▶ _TO DO_
In the entries below, could you set out the lines starting at the one containing "roof, it would be much appreciated." and ending at the one containing "208), (379, 212)]", both included, as a JSON list of strings, one string per line with blank lines omitted, and nothing else?

▶ _RECORD EXCERPTS_
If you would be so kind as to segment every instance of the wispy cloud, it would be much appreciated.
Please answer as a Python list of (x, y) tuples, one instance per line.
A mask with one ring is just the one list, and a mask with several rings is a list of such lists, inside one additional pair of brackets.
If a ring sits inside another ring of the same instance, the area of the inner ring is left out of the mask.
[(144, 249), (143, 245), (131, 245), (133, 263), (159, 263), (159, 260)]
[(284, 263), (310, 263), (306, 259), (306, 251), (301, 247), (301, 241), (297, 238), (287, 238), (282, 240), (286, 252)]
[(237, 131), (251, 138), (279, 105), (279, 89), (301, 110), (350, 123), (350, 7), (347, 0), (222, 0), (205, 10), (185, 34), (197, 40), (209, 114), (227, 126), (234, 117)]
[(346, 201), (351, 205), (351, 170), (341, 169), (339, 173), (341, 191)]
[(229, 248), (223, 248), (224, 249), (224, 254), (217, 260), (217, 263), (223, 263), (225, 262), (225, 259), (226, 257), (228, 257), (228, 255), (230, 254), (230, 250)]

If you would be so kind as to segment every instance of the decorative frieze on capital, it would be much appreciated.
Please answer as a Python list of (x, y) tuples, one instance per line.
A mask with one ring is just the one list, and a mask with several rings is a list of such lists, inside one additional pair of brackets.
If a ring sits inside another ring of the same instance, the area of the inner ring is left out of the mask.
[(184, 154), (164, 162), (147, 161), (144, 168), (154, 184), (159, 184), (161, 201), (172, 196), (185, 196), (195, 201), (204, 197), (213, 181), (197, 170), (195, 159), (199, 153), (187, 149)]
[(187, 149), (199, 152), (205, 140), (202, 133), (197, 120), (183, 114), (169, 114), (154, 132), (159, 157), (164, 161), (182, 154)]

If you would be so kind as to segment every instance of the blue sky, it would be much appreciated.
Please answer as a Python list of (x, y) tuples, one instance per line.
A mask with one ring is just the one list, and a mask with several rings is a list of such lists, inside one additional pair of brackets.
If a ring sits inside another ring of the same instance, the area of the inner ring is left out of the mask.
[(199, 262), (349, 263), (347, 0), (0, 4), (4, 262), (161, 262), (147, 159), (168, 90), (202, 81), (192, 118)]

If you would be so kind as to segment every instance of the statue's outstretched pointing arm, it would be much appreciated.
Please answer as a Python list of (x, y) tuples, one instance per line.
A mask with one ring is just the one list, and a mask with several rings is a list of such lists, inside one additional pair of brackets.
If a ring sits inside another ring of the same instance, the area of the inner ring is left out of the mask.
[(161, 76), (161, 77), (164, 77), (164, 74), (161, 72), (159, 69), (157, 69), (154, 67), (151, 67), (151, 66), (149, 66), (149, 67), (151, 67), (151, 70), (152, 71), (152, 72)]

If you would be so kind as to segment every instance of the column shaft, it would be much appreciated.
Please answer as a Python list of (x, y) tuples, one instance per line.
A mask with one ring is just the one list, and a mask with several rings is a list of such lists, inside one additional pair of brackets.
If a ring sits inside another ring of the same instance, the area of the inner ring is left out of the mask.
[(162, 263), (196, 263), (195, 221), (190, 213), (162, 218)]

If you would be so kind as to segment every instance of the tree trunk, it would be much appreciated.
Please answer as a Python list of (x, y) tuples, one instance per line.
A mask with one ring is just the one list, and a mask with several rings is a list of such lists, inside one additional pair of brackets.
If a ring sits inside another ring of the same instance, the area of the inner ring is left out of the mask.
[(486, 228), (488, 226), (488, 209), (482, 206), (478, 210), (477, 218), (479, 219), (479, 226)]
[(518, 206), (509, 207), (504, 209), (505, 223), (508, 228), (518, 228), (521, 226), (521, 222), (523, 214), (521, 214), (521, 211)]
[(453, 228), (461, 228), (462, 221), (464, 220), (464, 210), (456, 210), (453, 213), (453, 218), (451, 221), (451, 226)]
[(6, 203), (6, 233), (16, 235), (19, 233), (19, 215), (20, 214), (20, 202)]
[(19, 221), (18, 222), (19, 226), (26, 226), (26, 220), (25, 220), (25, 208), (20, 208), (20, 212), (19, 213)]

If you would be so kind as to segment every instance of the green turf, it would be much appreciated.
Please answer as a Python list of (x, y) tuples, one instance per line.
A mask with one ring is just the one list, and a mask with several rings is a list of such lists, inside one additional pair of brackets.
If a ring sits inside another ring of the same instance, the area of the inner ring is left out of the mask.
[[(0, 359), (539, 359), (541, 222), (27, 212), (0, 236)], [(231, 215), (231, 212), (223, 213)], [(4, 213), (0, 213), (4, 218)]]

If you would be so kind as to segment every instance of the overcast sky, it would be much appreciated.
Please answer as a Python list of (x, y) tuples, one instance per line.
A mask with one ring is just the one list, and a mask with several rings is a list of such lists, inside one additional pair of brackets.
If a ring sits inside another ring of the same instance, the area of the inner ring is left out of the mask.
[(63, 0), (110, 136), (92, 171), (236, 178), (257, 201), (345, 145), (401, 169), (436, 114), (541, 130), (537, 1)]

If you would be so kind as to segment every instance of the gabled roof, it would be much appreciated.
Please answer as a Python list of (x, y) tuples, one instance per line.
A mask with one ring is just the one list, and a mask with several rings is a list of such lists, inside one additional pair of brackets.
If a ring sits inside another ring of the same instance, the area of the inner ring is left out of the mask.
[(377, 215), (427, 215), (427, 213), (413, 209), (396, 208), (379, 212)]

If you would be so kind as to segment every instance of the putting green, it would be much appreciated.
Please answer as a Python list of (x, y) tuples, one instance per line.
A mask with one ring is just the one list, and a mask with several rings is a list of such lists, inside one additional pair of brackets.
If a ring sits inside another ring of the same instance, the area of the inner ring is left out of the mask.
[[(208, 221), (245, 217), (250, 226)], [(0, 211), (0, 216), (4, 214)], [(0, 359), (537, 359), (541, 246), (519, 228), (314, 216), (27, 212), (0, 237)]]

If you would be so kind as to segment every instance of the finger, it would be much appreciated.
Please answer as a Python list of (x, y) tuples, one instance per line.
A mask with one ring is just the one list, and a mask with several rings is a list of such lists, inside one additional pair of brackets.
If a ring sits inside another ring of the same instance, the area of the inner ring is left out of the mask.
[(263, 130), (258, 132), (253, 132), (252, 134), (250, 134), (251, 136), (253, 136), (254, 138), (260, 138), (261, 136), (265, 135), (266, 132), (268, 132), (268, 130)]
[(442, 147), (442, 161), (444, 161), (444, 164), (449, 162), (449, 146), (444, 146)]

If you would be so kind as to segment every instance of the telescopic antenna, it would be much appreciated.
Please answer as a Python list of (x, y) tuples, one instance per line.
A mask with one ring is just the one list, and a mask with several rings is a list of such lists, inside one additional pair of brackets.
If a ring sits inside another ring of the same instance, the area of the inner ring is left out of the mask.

▶ _THE ANSWER_
[
  "If you would be so kind as to segment every instance of the gabled roof, it would be much appreciated.",
  "Please answer as a Python list of (x, y) tuples, one instance per line.",
  "A mask with one ring is just the one list, and a mask with several rings is a list of such lists, inside one additional pair of brackets.",
  "If a ring sits inside another ring of the same instance, the area of the inner ring is left out of the mask.",
  "[(377, 215), (427, 215), (427, 213), (413, 209), (396, 208), (379, 212)]"
]